PROBLEM
The entries must be restated exactly as written.

STORED DATA
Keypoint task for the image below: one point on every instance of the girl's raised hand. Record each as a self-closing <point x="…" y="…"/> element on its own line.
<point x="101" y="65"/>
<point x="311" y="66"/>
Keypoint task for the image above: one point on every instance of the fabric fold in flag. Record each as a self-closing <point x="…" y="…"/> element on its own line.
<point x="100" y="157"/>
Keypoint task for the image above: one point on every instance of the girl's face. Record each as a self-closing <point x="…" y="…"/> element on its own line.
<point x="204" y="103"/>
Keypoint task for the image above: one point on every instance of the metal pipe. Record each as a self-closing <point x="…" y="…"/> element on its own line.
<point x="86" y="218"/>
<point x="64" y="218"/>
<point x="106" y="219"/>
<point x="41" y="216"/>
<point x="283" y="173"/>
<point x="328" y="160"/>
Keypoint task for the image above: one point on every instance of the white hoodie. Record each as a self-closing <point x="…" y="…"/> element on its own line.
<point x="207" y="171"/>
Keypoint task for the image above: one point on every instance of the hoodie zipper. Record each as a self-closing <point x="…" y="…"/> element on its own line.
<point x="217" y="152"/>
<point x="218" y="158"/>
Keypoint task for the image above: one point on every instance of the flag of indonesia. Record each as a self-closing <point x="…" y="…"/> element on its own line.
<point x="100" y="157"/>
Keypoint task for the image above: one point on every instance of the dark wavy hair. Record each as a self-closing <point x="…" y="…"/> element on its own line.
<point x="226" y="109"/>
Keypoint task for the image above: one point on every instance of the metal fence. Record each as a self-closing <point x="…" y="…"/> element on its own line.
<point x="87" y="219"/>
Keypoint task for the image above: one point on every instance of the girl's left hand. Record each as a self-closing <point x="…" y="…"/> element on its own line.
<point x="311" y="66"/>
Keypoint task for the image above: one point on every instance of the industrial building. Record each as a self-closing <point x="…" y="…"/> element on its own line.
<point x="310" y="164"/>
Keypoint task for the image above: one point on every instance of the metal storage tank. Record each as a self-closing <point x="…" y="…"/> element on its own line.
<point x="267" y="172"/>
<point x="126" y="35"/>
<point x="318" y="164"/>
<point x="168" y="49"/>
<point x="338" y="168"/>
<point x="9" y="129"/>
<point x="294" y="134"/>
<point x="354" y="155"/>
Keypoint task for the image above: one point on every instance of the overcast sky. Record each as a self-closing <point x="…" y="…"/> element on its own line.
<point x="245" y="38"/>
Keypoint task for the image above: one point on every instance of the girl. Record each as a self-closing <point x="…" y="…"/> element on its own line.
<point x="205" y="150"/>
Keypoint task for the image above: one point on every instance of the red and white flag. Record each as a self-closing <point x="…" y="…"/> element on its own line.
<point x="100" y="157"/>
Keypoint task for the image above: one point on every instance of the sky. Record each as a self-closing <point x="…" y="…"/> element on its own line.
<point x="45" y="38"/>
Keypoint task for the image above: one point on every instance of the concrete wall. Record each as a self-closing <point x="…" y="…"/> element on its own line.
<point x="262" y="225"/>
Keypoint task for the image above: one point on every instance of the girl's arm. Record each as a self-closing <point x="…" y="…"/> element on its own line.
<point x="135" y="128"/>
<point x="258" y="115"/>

SOLVED PROBLEM
Keypoint task for the image below: one point on every instance of the girl's raised hand. Record each as a self-closing <point x="…" y="…"/> element on its own line.
<point x="101" y="65"/>
<point x="311" y="66"/>
Keypoint task for the image above: one point on every instance of the fabric fold in flag. Record each as a self-closing <point x="…" y="…"/> element on its own line.
<point x="100" y="157"/>
Keypoint task for the image above: one point on every instance of the girl's face. Record each as a self-closing <point x="…" y="…"/> element on its own line.
<point x="204" y="103"/>
Keypoint task for the image above: one point on every instance of the metal pipe. Record each as a self-closing <point x="…" y="…"/> element on its own line.
<point x="86" y="218"/>
<point x="64" y="218"/>
<point x="106" y="219"/>
<point x="41" y="216"/>
<point x="283" y="173"/>
<point x="328" y="160"/>
Keypoint task for the image above: one point on every instance of the white hoodie. Record each as a self-closing <point x="…" y="…"/> element on its own line.
<point x="207" y="171"/>
Keypoint task for the image above: one point on every instance of the hoodie zipper. Record each as a self-closing <point x="…" y="…"/> element on its own line.
<point x="217" y="152"/>
<point x="218" y="158"/>
Keypoint task for the image above: one point on every instance of the flag of indonesia. Record each as a self-closing <point x="…" y="…"/> element on its own line.
<point x="100" y="157"/>
Keypoint task for the image above: one point on every instance of the dark wavy hair. Record each as a self-closing <point x="…" y="…"/> element on its own line.
<point x="226" y="109"/>
Keypoint task for the image above: one point on every instance of the metal fence. Record each as a self-closing <point x="…" y="…"/> element on its own line.
<point x="87" y="219"/>
Keypoint task for the image above: one point on every instance of the girl's left hand. Record each as a self-closing <point x="…" y="…"/> element on its own line.
<point x="311" y="66"/>
Keypoint task for the image above: one point on every instance of the industrial building. Record each as a self-closing <point x="…" y="…"/> element on its own line.
<point x="310" y="164"/>
Keypoint task for the image above: one point on every instance of the metal storage tank. Record each as a self-closing <point x="…" y="…"/> element on its own line.
<point x="267" y="172"/>
<point x="126" y="35"/>
<point x="318" y="164"/>
<point x="168" y="49"/>
<point x="338" y="168"/>
<point x="9" y="129"/>
<point x="294" y="134"/>
<point x="354" y="155"/>
Keypoint task for the image above: one point on every instance of the overcast sky. Record each as a self-closing <point x="…" y="…"/> element on its own line.
<point x="245" y="38"/>
Keypoint task for the image above: one point on every instance of the girl. Record each as a self-closing <point x="…" y="…"/> element on its own line.
<point x="205" y="150"/>
Keypoint task for the image above: one point on every instance of the red and white flag. Record each as a self-closing <point x="…" y="…"/> element on its own line.
<point x="100" y="157"/>
Keypoint task for the image above: one point on every instance of the sky. Record each as a self-closing <point x="…" y="…"/> element on its own line.
<point x="45" y="38"/>
Keypoint task for the image above: one point on every instance of the concrete wall. Record each as a self-closing <point x="…" y="…"/> element on its own line.
<point x="262" y="225"/>
Keypoint task for the image above: one point on every instance of the girl's arm. Record each as a self-closing <point x="…" y="…"/> element on its own line.
<point x="135" y="128"/>
<point x="258" y="115"/>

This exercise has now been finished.